*BRIEF*:
Please repeat the entries below exactly as written, leaving out any images.

*EXERCISE DATA*:
※

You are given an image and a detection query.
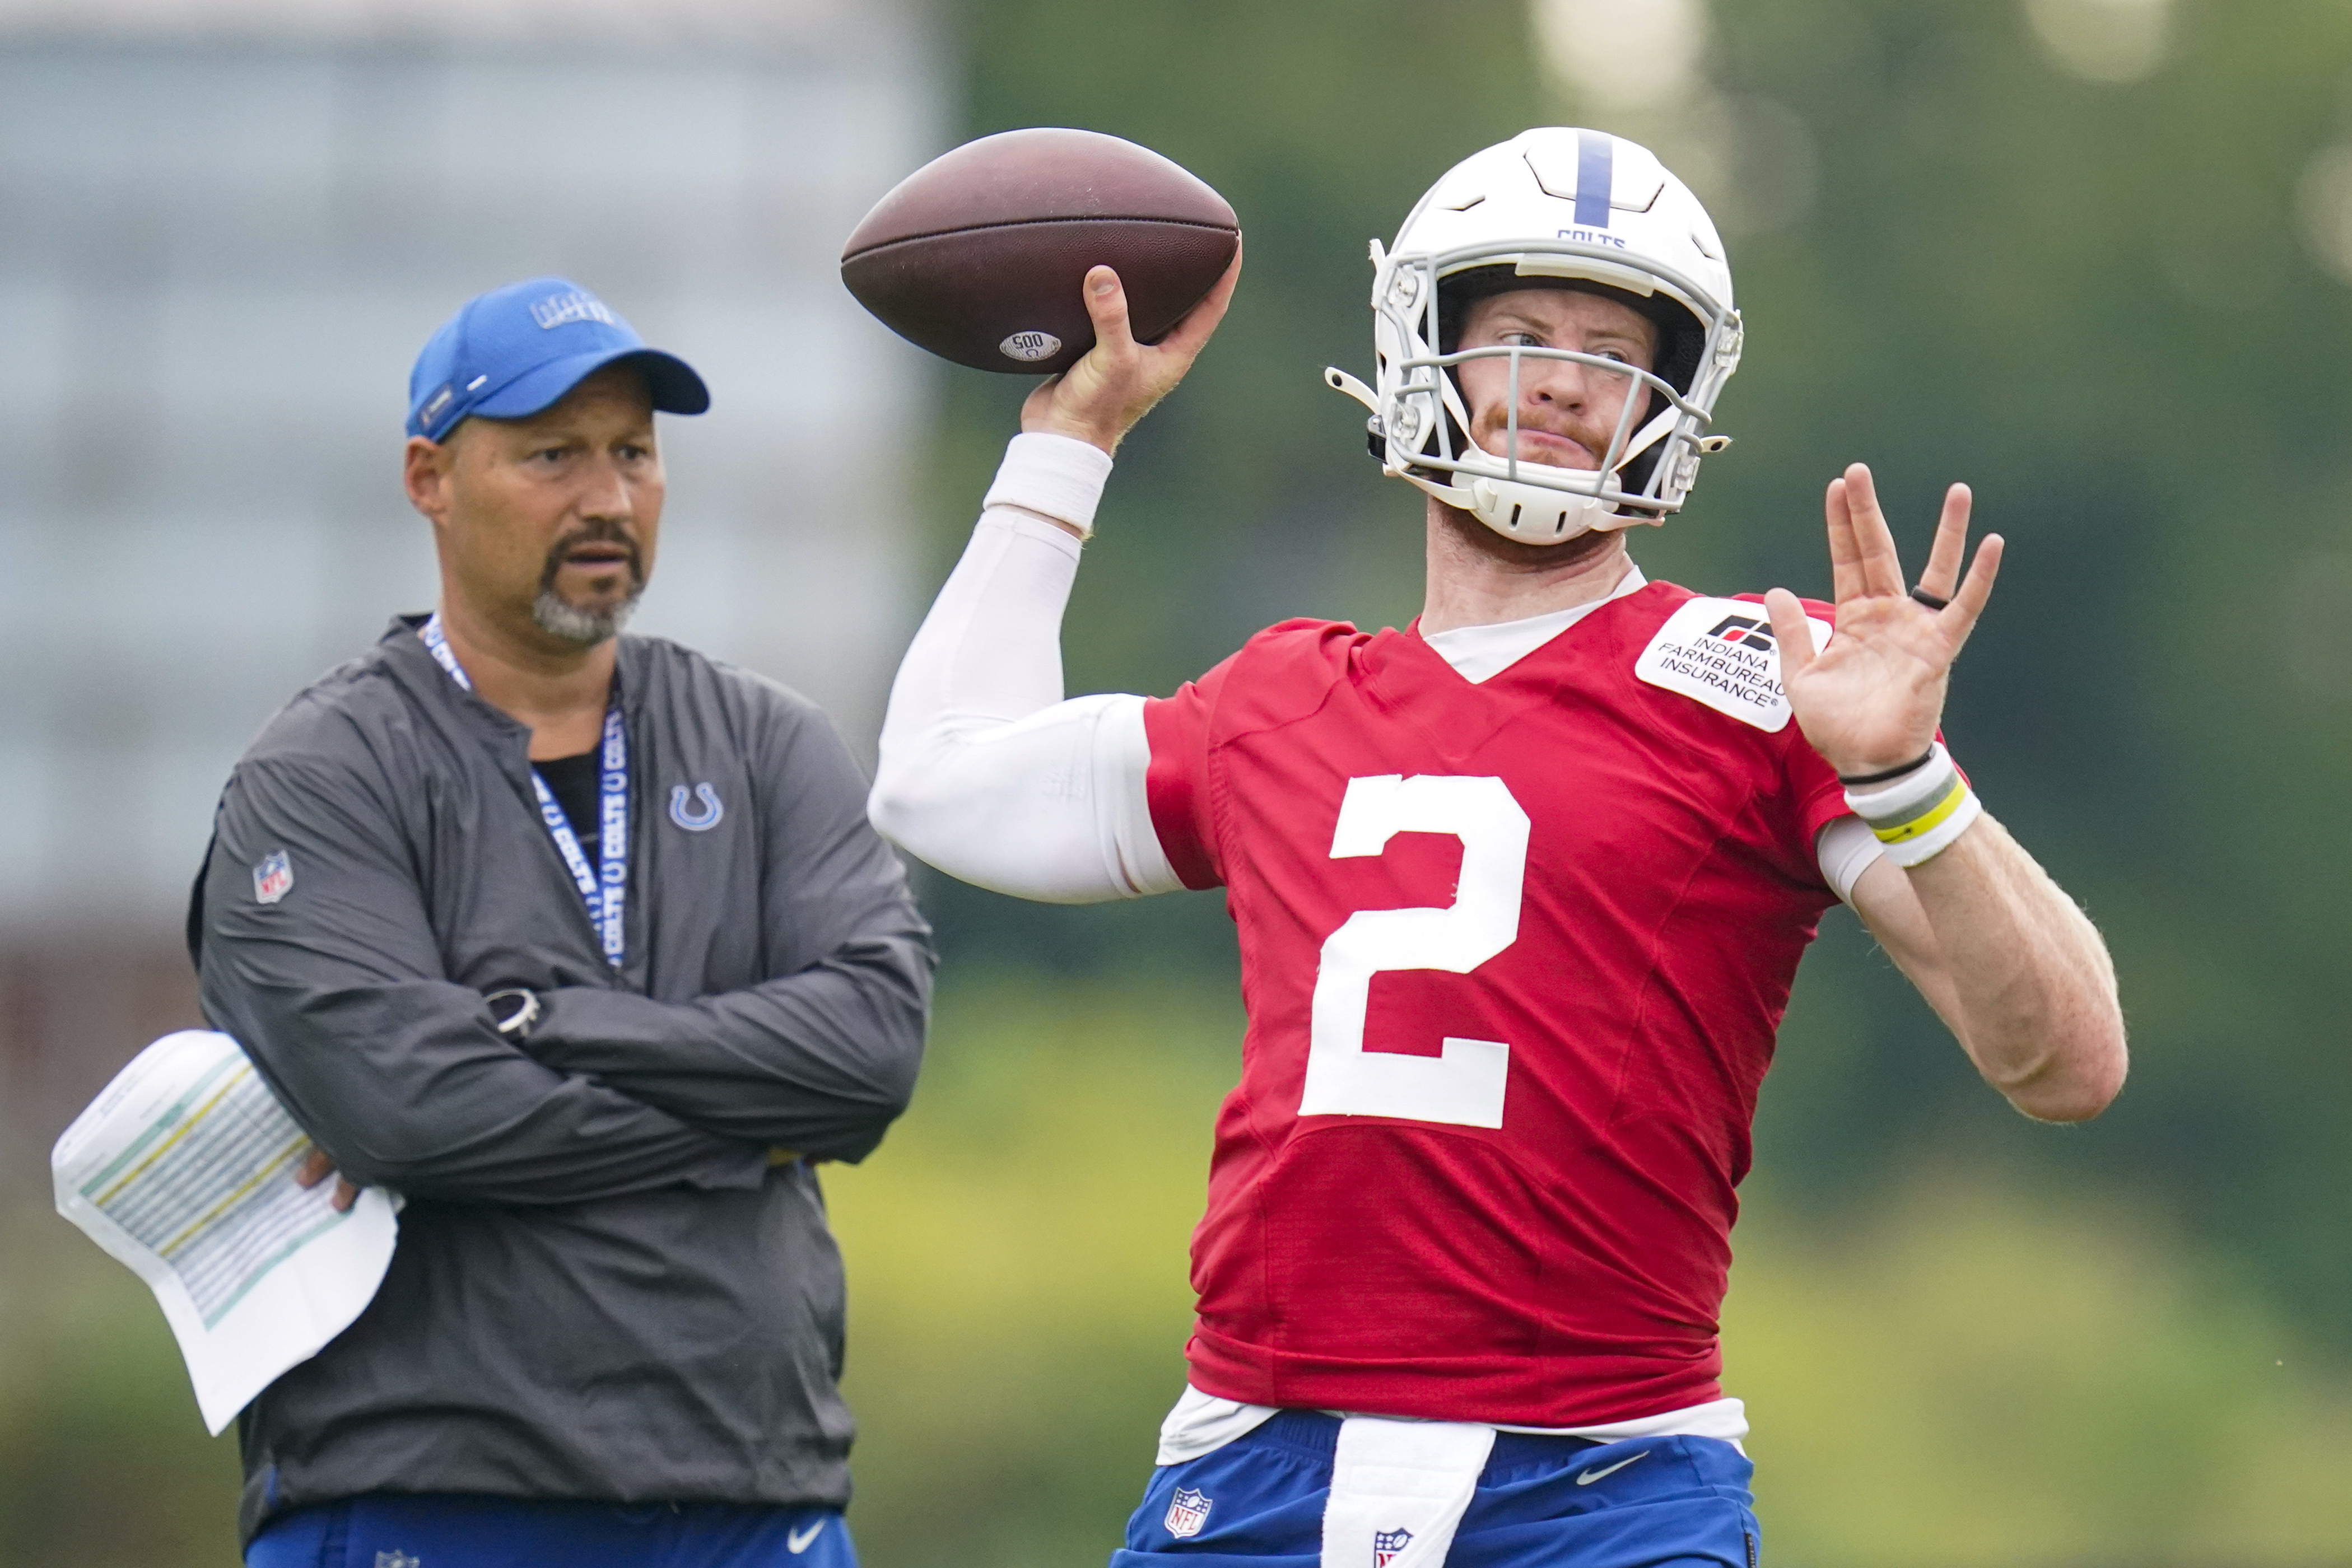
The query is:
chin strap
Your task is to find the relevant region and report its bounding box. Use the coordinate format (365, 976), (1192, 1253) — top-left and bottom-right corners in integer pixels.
(1437, 473), (1637, 543)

※

*OUTPUT FOR THIS TASK*:
You are given an image and a detection query.
The query is:
chin strap
Your task is to find the relevant region and report its bounding box. Use the coordinate format (365, 976), (1192, 1253) — top-left and bottom-right corners in integer pixels.
(1437, 473), (1637, 543)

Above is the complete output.